Transcribe the records below. Leave every word as it is.

● **Data to use**:
● ● ● ●

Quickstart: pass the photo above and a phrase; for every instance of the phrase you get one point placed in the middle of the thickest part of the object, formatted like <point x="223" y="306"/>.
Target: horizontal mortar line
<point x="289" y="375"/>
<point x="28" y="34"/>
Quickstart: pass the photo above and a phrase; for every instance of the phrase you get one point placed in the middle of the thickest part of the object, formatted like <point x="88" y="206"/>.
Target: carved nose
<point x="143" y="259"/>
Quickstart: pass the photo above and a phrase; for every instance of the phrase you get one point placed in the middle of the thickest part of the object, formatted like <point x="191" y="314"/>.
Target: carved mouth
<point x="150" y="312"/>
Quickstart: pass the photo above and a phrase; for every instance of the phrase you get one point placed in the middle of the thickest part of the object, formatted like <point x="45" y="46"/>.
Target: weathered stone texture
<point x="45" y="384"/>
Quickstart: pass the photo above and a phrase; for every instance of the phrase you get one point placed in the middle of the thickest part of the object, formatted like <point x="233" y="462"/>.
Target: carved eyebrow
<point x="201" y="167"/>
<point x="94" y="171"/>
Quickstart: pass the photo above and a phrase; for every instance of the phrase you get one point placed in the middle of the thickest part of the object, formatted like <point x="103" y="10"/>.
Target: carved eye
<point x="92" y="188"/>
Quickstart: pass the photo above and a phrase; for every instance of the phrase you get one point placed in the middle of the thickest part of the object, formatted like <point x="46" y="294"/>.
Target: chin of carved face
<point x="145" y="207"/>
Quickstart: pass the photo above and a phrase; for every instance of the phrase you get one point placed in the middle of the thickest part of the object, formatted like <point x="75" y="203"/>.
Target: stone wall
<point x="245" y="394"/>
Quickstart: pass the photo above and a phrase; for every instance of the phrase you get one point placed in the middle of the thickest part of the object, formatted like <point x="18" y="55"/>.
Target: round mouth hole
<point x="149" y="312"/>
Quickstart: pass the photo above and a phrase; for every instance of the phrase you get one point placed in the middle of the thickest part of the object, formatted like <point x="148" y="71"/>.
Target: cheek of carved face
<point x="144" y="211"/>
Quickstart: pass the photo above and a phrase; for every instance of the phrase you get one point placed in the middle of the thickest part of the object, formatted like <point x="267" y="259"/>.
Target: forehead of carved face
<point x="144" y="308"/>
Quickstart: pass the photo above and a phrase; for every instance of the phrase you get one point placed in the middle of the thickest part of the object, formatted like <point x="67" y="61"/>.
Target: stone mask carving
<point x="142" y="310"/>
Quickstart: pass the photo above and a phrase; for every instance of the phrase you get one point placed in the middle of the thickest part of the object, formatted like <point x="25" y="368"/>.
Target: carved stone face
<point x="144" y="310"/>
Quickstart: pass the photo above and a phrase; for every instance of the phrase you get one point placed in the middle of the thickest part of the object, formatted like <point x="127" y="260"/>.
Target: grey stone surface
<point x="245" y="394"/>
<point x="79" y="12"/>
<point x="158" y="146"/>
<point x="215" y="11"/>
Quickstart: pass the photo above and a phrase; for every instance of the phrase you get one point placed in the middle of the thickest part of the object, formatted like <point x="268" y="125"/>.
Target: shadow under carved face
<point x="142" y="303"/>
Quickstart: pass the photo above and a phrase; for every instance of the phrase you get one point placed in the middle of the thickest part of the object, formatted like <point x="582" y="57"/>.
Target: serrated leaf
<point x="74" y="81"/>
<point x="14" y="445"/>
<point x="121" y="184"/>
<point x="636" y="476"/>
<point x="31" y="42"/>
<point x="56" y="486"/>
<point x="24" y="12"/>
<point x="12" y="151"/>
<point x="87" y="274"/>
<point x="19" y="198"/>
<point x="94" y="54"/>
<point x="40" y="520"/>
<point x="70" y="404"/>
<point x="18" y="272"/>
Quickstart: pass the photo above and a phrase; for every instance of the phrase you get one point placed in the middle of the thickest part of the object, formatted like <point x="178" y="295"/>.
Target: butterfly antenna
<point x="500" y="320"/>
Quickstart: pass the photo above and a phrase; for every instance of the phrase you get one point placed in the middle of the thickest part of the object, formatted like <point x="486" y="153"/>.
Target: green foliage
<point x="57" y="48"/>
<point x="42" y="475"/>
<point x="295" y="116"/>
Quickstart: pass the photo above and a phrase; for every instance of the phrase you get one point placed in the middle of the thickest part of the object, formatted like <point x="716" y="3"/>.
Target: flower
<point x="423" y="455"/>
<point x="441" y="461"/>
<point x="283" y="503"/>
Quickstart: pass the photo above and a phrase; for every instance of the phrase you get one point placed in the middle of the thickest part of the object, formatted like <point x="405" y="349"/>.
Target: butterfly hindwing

● ● ● ●

● **Result for this task**:
Quickstart: pass the photo above and a phrase; for every instance of the phrase you get one point placed in the middle of the thickest part of the object, formatted like <point x="223" y="306"/>.
Target: horizontal mortar line
<point x="289" y="375"/>
<point x="28" y="34"/>
Quickstart: pass the photo above and a phrase; for every instance of the phrase you get one point placed in the middle of the thickest part of the object, formatted like <point x="88" y="206"/>.
Target: carved nose
<point x="143" y="259"/>
Quickstart: pass the photo above and a phrase; for every instance of the phrase you get one point placed in the middle of the thickest part of the object, formatted like <point x="191" y="314"/>.
Target: carved mouth
<point x="150" y="312"/>
Quickstart: pass the photo above and a phrase; for every instance of the phrase you get one point placed in the middle of the thickest part of the object, formatted like <point x="45" y="46"/>.
Target: weathered stone texture
<point x="45" y="384"/>
Quickstart: pass the photo above and a phrase; for every instance of the phrase you get one point placed in the middle of the thickest part of the object, formatted like <point x="233" y="462"/>.
Target: carved eyebrow
<point x="201" y="167"/>
<point x="94" y="171"/>
Quickstart: pass the photo above and a phrase; for every instance of the phrase you get one point placed in the middle of the thickest part of the object, formatted like <point x="103" y="10"/>.
Target: carved eye
<point x="92" y="188"/>
Quickstart: pass the photo above and a phrase; for every instance of the phrase you get one point placed in the middle of the thickest part of the object, formatted like <point x="46" y="294"/>.
Target: chin of carved face
<point x="145" y="207"/>
Quickstart: pass the photo above and a phrase; for every instance of the phrase you get one point placed in the middle of the thickest part of the object, formatted like <point x="75" y="203"/>.
Target: stone wall
<point x="245" y="394"/>
Quickstart: pass the photo above and a phrase; for every instance of the phrase you get one point placed in the middle of the thickest part of the object, formatted like <point x="18" y="55"/>.
Target: round mouth hole
<point x="149" y="312"/>
Quickstart: pass the photo above and a phrase; for every instance of the phrase you get one point placed in the middle of the thickest part of the object, formatted like <point x="148" y="71"/>.
Target: cheek of carved face
<point x="144" y="211"/>
Quickstart: pass the photo above and a phrase; for every instance of the phrase you get one point placed in the middle of the thickest part of the object, formatted like <point x="267" y="259"/>.
Target: forehead of carved face
<point x="144" y="308"/>
Quickstart: pass the photo above and a phrase; for every instance of the phrase you get one point placed in the middle of the thickest part of the object, formatted like <point x="67" y="61"/>.
Target: stone mask carving
<point x="142" y="310"/>
Quickstart: pass the photo above and a phrase; for every instance of the phrase you get one point placed in the middle of the thickest part of the object, formatted like <point x="25" y="368"/>.
Target: carved stone face
<point x="144" y="310"/>
Quickstart: pass the photo above and a phrase; for every instance of the phrase you get one point placed in the middle of the thickest part of the object, formatted like <point x="127" y="260"/>.
Target: grey stone surface
<point x="245" y="394"/>
<point x="79" y="12"/>
<point x="158" y="146"/>
<point x="215" y="11"/>
Quickstart: pass the photo above and a phrase; for every instance of the phrase you get one point placed in the middle of the thickest part of the object, formatted like <point x="268" y="125"/>.
Target: shadow under carved face
<point x="142" y="303"/>
Quickstart: pass the photo above and a phrase; for every instance of the phrase you get one point placed in the middle of the thickest part of the object, formatted like <point x="582" y="57"/>.
Target: serrated leaf
<point x="74" y="81"/>
<point x="14" y="445"/>
<point x="121" y="184"/>
<point x="636" y="476"/>
<point x="31" y="42"/>
<point x="56" y="486"/>
<point x="24" y="12"/>
<point x="12" y="151"/>
<point x="87" y="274"/>
<point x="19" y="198"/>
<point x="94" y="54"/>
<point x="40" y="520"/>
<point x="70" y="404"/>
<point x="18" y="272"/>
Quickstart: pass the photo above and a phrase; for every instance of the phrase you get one point placed in the middle of the thickest part of the object, formatted like <point x="178" y="295"/>.
Target: butterfly antenna
<point x="500" y="320"/>
Quickstart: pass the photo above and a phrase; for every instance of the phrase you get one point placed in the middle of the thickest part of the object, formatted like <point x="486" y="153"/>.
Target: green foliage
<point x="57" y="48"/>
<point x="42" y="475"/>
<point x="295" y="116"/>
Quickstart: pass the photo above and a phrase; for every instance of the phrase you get one point placed in the middle of the thickest part of the object, formatted like <point x="716" y="3"/>.
Target: flower
<point x="423" y="455"/>
<point x="441" y="461"/>
<point x="283" y="503"/>
Quickstart: pass the photo above and a phrase; for every instance of the phrase you get one point placed in the middle of the thickest part of the object, formatted like <point x="405" y="349"/>.
Target: butterfly hindwing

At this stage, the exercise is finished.